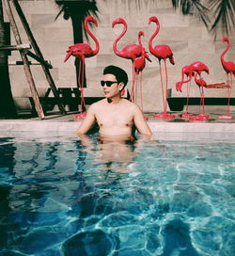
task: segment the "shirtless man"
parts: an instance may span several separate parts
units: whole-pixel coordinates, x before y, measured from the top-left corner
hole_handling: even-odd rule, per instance
[[[131,137],[133,127],[150,138],[152,133],[145,121],[141,109],[133,103],[121,98],[121,91],[128,82],[125,71],[116,66],[107,66],[103,70],[101,85],[105,95],[87,110],[86,116],[76,130],[76,135],[86,134],[97,121],[102,136],[115,139],[117,136]]]

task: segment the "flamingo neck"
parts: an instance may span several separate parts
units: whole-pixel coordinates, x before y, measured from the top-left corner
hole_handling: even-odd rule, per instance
* * *
▶ What you have to do
Copy out all of the material above word for word, leaving out the pictures.

▶ Right answer
task: segment the "shirtless man"
parts: an instance may span several separate parts
units: whole-pixel coordinates, x before y, measured from the top-left corner
hole_handling: even-odd rule, per instance
[[[131,137],[133,127],[150,138],[152,133],[145,121],[141,109],[133,103],[121,98],[121,91],[128,82],[125,71],[116,66],[107,66],[103,70],[101,85],[105,95],[87,110],[86,116],[76,130],[76,135],[86,134],[97,121],[102,136],[115,139],[117,136]]]

task: segment the "flamingo neck"
parts: an instance may span several separate parts
units: whole-pixel coordinates, x before y, measured from the top-left corner
hole_handling: even-odd rule, per instance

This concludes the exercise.